- **DATA EXCERPTS**

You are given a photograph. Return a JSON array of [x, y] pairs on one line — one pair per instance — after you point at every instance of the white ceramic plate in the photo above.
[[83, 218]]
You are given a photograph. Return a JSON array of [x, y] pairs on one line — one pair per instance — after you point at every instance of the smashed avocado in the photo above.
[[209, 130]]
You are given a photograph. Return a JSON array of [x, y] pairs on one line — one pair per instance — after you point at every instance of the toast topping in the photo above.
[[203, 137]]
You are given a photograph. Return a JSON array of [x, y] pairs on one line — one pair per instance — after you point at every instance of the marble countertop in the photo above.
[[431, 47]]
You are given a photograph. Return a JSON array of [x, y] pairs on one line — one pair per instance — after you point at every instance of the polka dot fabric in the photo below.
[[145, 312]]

- **THE TASK**
Print the lines exactly as they appear, starting with the line that contains "the photo below." and going on through the last line of the items, including both.

- **THE ANSWER**
You are given a photograph. Return a JSON array of [x, y] pairs on one line — one pair per instance — after you point at every instance of the polka dot fabric in the photo below.
[[145, 312]]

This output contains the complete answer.